Find the string "person" in the records. Copy every line it appears in.

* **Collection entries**
————

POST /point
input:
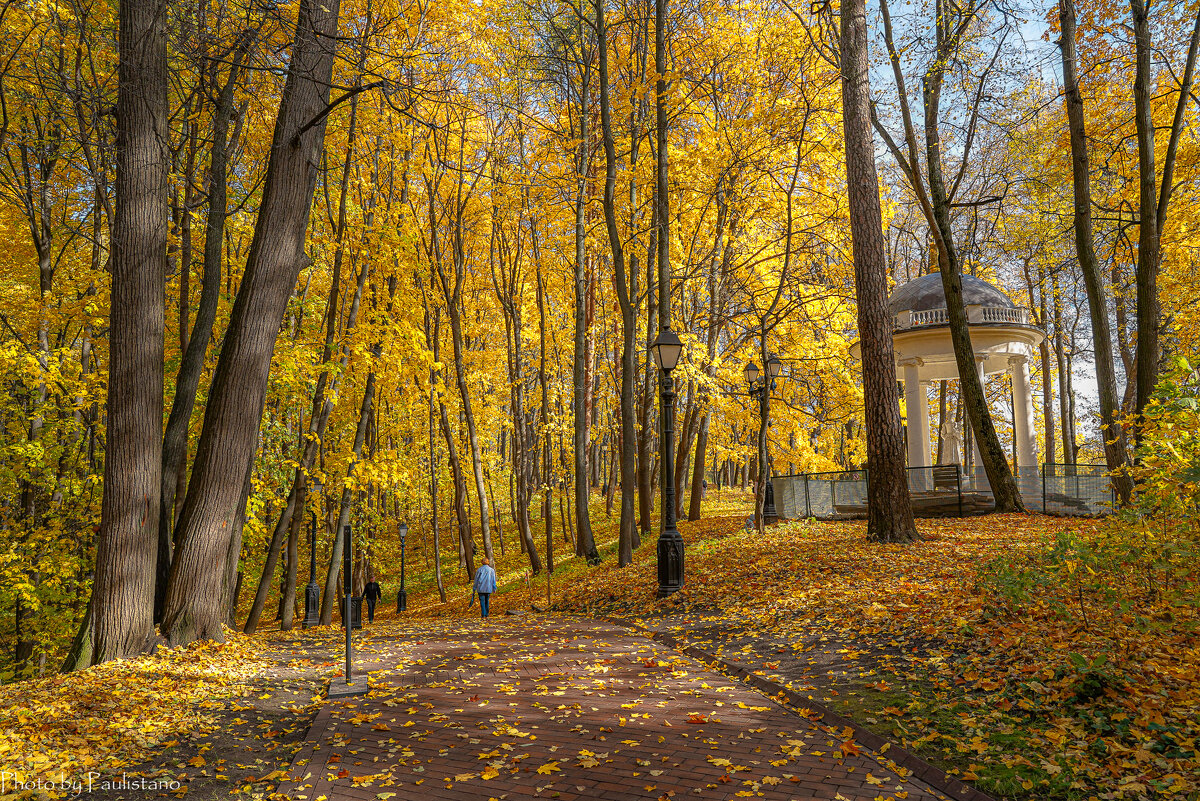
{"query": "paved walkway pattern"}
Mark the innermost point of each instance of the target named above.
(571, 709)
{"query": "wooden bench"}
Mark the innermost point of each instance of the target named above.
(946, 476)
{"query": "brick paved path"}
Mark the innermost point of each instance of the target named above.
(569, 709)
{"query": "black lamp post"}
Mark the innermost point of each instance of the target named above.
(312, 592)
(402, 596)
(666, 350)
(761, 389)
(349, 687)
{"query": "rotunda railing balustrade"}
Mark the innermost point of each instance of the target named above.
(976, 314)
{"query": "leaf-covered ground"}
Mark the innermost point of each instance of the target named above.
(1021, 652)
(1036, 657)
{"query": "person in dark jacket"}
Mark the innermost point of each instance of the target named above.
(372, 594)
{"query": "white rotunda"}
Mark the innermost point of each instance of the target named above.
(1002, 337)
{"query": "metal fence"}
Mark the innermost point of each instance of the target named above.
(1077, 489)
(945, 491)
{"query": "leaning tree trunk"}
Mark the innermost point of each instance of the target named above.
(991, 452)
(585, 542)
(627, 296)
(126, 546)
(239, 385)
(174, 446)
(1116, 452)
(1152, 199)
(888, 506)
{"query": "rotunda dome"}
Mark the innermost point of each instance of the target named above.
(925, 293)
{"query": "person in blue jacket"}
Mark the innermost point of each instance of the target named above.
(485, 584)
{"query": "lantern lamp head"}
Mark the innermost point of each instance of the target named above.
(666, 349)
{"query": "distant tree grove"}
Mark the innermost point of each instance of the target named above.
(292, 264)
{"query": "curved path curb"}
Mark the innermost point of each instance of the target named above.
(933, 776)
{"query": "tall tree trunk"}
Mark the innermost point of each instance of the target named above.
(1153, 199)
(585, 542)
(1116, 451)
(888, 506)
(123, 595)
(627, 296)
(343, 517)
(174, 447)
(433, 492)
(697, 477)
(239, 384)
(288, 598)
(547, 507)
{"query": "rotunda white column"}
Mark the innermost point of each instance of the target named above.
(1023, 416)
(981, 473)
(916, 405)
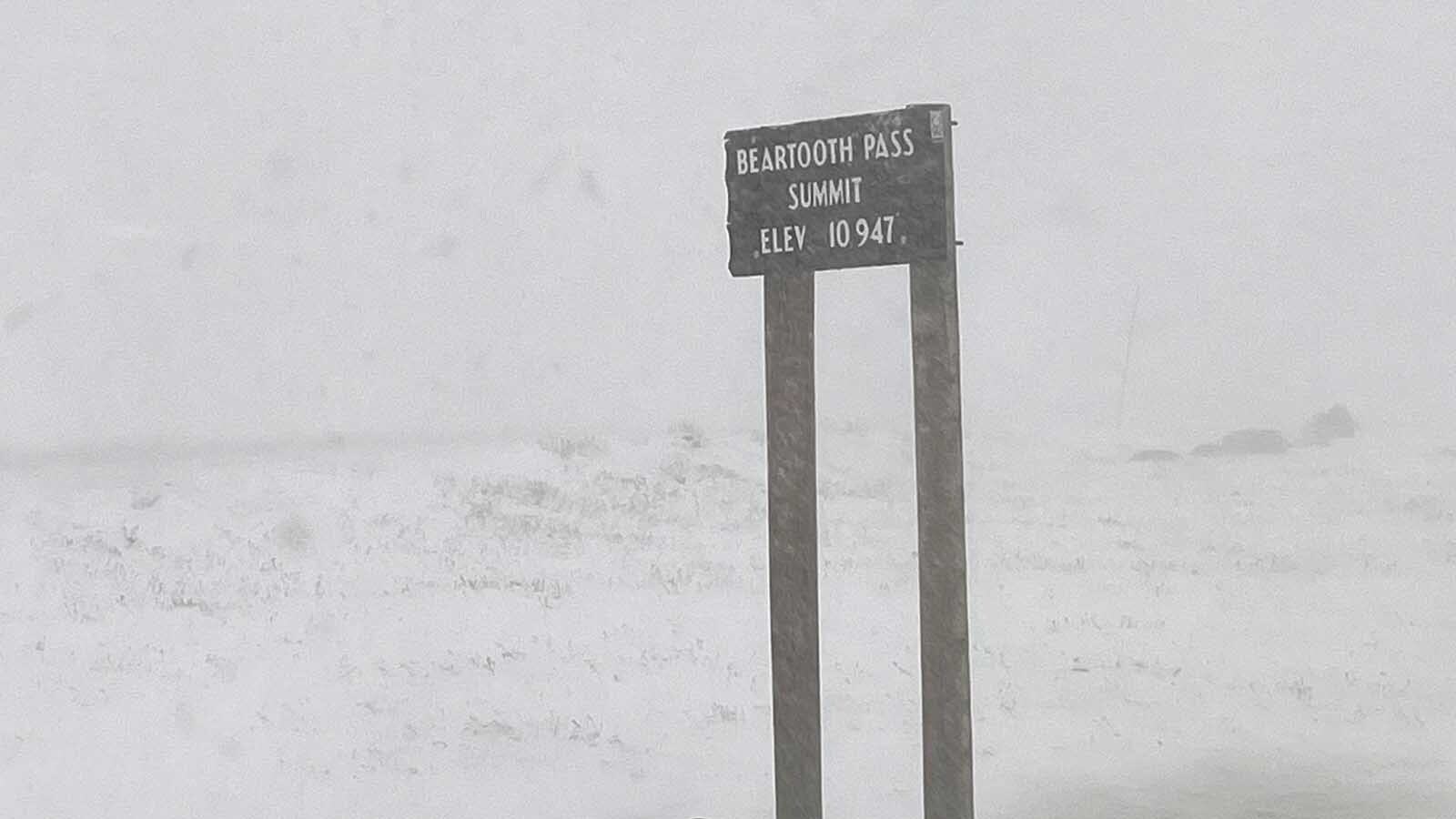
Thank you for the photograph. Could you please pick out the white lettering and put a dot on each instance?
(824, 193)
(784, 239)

————

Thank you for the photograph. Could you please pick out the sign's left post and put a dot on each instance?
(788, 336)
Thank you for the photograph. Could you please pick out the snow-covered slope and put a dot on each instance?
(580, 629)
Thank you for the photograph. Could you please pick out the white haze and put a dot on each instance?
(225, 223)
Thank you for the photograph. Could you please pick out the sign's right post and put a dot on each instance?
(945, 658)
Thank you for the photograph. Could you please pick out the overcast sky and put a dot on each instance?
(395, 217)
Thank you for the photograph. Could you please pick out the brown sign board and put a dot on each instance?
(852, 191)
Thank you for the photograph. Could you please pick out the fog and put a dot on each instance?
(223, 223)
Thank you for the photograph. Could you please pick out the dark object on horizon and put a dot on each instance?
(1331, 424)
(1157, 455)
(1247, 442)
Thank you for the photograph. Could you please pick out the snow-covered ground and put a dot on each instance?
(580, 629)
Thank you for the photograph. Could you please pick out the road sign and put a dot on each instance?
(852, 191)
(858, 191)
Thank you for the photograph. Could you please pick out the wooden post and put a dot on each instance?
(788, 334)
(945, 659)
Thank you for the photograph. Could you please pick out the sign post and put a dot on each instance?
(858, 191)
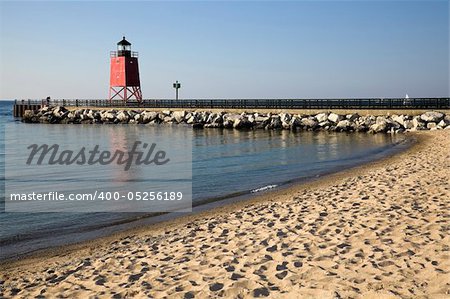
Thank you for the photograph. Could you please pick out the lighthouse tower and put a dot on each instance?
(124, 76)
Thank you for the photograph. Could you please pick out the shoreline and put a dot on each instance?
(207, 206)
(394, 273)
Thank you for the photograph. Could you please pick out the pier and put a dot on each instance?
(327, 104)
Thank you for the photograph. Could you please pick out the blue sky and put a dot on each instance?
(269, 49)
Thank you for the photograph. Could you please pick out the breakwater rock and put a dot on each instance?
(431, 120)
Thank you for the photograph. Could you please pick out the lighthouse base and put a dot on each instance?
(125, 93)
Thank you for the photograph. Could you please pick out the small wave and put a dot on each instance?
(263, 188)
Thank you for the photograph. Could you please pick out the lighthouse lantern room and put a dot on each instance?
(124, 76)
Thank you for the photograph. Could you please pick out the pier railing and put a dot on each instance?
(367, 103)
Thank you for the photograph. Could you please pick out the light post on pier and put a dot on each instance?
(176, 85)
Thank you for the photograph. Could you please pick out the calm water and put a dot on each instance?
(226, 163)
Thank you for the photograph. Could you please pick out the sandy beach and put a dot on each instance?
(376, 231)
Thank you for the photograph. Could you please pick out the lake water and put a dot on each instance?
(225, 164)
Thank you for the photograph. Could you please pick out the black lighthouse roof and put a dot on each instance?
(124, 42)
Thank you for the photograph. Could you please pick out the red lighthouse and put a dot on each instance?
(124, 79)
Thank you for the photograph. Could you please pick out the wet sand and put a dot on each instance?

————

* **YOUR SOLUTION**
{"query": "person in dark jacket"}
{"query": "person in blue jacket"}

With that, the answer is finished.